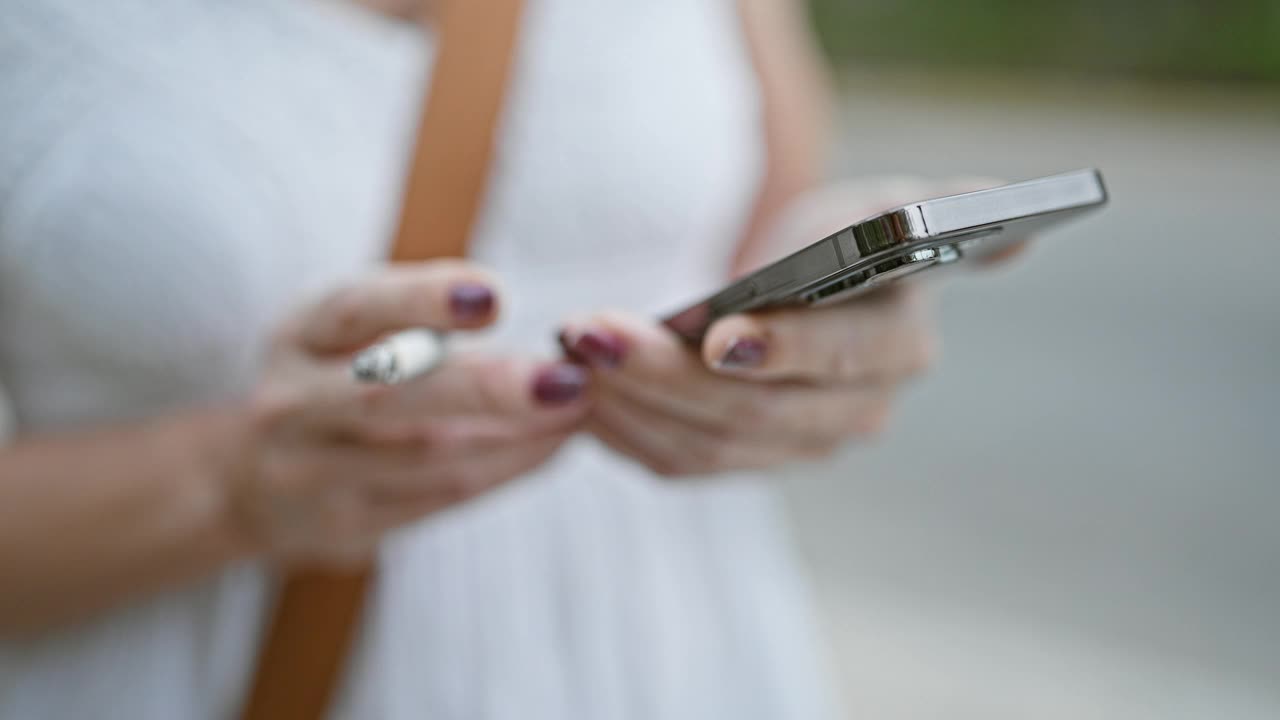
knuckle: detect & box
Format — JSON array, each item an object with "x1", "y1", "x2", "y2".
[
  {"x1": 417, "y1": 423, "x2": 465, "y2": 453},
  {"x1": 474, "y1": 360, "x2": 517, "y2": 415},
  {"x1": 325, "y1": 287, "x2": 365, "y2": 337}
]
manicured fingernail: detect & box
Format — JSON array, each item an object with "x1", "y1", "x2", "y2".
[
  {"x1": 556, "y1": 331, "x2": 582, "y2": 363},
  {"x1": 449, "y1": 283, "x2": 495, "y2": 322},
  {"x1": 564, "y1": 331, "x2": 627, "y2": 368},
  {"x1": 717, "y1": 337, "x2": 769, "y2": 369},
  {"x1": 534, "y1": 363, "x2": 590, "y2": 406}
]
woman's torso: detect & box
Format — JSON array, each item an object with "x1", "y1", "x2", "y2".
[{"x1": 0, "y1": 0, "x2": 823, "y2": 719}]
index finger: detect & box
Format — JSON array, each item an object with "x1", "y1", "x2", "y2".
[{"x1": 285, "y1": 260, "x2": 498, "y2": 355}]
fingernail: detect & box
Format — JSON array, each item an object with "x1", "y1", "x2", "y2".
[
  {"x1": 556, "y1": 331, "x2": 582, "y2": 363},
  {"x1": 717, "y1": 337, "x2": 769, "y2": 369},
  {"x1": 534, "y1": 363, "x2": 589, "y2": 406},
  {"x1": 564, "y1": 331, "x2": 627, "y2": 368},
  {"x1": 449, "y1": 283, "x2": 494, "y2": 322}
]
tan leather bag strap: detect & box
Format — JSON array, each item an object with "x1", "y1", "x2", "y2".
[{"x1": 241, "y1": 0, "x2": 522, "y2": 720}]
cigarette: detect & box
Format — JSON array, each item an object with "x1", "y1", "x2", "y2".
[{"x1": 351, "y1": 328, "x2": 444, "y2": 384}]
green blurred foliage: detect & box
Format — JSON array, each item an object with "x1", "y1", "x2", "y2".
[{"x1": 810, "y1": 0, "x2": 1280, "y2": 82}]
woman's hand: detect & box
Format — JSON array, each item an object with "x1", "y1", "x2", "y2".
[
  {"x1": 562, "y1": 283, "x2": 936, "y2": 477},
  {"x1": 561, "y1": 178, "x2": 1018, "y2": 475},
  {"x1": 229, "y1": 261, "x2": 588, "y2": 562}
]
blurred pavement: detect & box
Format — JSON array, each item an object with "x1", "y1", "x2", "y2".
[{"x1": 786, "y1": 68, "x2": 1280, "y2": 720}]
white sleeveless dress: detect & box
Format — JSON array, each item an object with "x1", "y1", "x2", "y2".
[{"x1": 0, "y1": 0, "x2": 831, "y2": 720}]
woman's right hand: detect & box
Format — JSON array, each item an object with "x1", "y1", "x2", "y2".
[{"x1": 227, "y1": 261, "x2": 589, "y2": 564}]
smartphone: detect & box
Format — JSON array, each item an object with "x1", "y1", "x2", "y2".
[{"x1": 664, "y1": 169, "x2": 1107, "y2": 343}]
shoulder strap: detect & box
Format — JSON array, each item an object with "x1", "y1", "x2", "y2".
[{"x1": 241, "y1": 0, "x2": 522, "y2": 720}]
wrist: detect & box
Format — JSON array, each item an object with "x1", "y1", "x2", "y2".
[{"x1": 186, "y1": 406, "x2": 262, "y2": 562}]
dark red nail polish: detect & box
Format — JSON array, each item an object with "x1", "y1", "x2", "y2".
[
  {"x1": 534, "y1": 363, "x2": 589, "y2": 406},
  {"x1": 449, "y1": 283, "x2": 495, "y2": 322},
  {"x1": 719, "y1": 337, "x2": 769, "y2": 368},
  {"x1": 570, "y1": 331, "x2": 627, "y2": 368}
]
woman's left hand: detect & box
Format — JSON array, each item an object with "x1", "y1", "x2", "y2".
[{"x1": 561, "y1": 283, "x2": 936, "y2": 477}]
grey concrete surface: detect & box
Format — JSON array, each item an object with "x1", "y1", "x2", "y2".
[{"x1": 785, "y1": 73, "x2": 1280, "y2": 720}]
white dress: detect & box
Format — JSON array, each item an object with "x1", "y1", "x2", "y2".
[{"x1": 0, "y1": 0, "x2": 831, "y2": 720}]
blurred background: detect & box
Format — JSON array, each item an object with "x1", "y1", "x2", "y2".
[{"x1": 785, "y1": 0, "x2": 1280, "y2": 720}]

_ _ _ _ _ _ _

- _Exercise objective_
State how many lines in the records contain the string "white", counting only matches with the same case. Give the number alone.

- _Result_
2